--- START Material provided ---
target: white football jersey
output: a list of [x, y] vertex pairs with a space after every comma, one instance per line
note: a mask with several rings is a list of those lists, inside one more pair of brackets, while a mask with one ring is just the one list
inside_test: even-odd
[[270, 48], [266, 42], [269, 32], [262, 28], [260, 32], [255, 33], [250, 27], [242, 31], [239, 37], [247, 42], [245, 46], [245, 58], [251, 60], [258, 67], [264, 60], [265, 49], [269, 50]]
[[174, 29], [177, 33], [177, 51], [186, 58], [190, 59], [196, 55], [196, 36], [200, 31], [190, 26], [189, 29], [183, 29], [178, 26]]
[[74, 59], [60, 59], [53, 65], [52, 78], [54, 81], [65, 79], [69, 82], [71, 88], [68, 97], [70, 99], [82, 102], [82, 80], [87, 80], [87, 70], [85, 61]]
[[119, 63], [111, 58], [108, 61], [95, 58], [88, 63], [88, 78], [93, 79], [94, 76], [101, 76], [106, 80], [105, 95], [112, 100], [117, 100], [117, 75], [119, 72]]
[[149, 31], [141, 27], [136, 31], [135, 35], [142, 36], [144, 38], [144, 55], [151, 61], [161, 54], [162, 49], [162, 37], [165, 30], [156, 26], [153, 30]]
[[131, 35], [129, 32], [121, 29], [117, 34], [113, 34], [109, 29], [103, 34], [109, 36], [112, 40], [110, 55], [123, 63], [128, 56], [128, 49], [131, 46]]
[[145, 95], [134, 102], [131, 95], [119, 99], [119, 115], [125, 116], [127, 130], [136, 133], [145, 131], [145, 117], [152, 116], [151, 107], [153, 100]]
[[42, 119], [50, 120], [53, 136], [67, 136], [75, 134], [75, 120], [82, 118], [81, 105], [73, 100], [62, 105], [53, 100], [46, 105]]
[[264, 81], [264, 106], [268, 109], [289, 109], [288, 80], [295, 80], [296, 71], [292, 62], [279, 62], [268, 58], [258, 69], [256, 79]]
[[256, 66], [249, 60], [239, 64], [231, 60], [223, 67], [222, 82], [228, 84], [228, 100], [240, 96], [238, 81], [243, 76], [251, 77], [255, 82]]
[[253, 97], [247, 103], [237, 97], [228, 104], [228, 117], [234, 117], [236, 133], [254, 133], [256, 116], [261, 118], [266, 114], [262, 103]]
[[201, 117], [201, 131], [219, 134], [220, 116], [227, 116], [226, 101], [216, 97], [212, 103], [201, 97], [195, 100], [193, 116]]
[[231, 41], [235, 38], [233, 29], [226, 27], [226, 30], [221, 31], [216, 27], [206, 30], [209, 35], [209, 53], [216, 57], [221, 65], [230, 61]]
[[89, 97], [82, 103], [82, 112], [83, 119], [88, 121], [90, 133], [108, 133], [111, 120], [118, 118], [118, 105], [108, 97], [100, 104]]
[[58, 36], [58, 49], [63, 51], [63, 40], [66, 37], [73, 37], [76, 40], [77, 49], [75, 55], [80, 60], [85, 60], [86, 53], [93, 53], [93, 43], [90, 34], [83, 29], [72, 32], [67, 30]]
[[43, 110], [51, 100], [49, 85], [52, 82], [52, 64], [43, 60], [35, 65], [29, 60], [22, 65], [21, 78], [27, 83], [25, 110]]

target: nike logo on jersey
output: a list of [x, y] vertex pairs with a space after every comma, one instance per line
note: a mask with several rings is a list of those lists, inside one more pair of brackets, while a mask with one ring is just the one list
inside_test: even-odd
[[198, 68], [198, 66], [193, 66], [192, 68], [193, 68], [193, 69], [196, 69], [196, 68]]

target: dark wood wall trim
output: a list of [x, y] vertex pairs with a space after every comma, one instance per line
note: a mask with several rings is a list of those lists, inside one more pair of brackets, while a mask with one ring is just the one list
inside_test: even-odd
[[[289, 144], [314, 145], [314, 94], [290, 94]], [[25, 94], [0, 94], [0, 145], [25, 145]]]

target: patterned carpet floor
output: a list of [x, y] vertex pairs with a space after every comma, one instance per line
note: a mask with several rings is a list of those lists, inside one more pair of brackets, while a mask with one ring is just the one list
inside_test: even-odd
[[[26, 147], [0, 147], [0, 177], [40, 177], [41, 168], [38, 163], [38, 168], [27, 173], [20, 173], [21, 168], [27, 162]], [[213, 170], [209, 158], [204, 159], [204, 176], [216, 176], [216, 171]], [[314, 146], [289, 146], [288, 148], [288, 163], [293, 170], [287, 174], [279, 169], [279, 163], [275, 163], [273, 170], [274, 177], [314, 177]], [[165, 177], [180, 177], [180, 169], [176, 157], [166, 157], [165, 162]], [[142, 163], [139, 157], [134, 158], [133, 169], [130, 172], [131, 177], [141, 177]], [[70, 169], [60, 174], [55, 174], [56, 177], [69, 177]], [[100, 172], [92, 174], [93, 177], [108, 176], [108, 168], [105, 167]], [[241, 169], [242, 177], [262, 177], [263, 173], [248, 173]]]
--- END Material provided ---
> _Problem requirements_:
Begin at the line containing "target: patterned carpet floor" and stop at the end of the records. Rewrite every line of that range, including the requests, with each vertex coordinate in the answers multiplied by 1.3 and rounded to the nearest whole number, halves rounding up.

> _Exercise answer_:
target: patterned carpet floor
output: a list of [x, y] vertex pairs with a space after every comma, one instance per line
note: a mask with several rings is a list of those lists, inside one more pair of brackets, while a mask with one ring is just the one list
inside_test: even-odd
[[[34, 191], [0, 191], [0, 230], [52, 230], [53, 218], [49, 212], [49, 218], [35, 225], [26, 225], [27, 218], [35, 211]], [[277, 221], [272, 205], [265, 207], [265, 229], [281, 229], [281, 222]], [[408, 190], [376, 190], [374, 192], [374, 212], [381, 221], [373, 226], [363, 220], [363, 212], [358, 212], [355, 221], [356, 230], [408, 230]], [[215, 230], [234, 230], [234, 220], [229, 204], [216, 204], [215, 211]], [[185, 212], [181, 204], [174, 205], [173, 220], [169, 224], [170, 230], [183, 230]], [[91, 220], [78, 226], [72, 226], [73, 230], [90, 230]], [[130, 224], [120, 226], [121, 230], [140, 229], [140, 218], [137, 217]], [[313, 220], [315, 230], [341, 230], [342, 225], [322, 225]]]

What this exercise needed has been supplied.